Text segment:
Commands to do the above:

dd_rescue -l /home/**uname**/Desktop/B-logfile.txt -o /home/**uname**/Desktop/B-bbfile.txt -v /dev/**sdb4** /recover/b/b-recover-data

/dev/sdb4 = The 4th partition on device "sdb"  You can copy any partition by enumerating it here.
/recover/b/b-recover-data = the output file containing the **data** partition from drive "B".

Again, note that the drive node may be different on your system.

  • Attempt to copy data from the system area of the disk to a file on the last new hard disk
    • Hopefully, one of the two disks had the system partitions without errors.
    • Since the "system" portion of the disk is a constant size on the MBW-II, we can copy just the section we need.

The "dd" command used to make this copy was:

dd if=/dev/sdx of="./updated_MyBookWorld(a).bin" count=8112826

Note: A little further down, you will try to re-install this image to the replacement drive. Once you verify that this image file actually boots the system, copy it somewhere safe and place it in a directory called "images that work" or something like that. This way, if you ever need it again to recover a system, you already have it.

Supplied information:
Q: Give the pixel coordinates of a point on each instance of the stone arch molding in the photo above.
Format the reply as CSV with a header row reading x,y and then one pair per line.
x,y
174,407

Written exercise: In the drive-recovery text above, what directory name is suggested for storing a copy of an image file once it has been verified to boot the system?

Response for this exercise: A directory called "images that work" or something like that.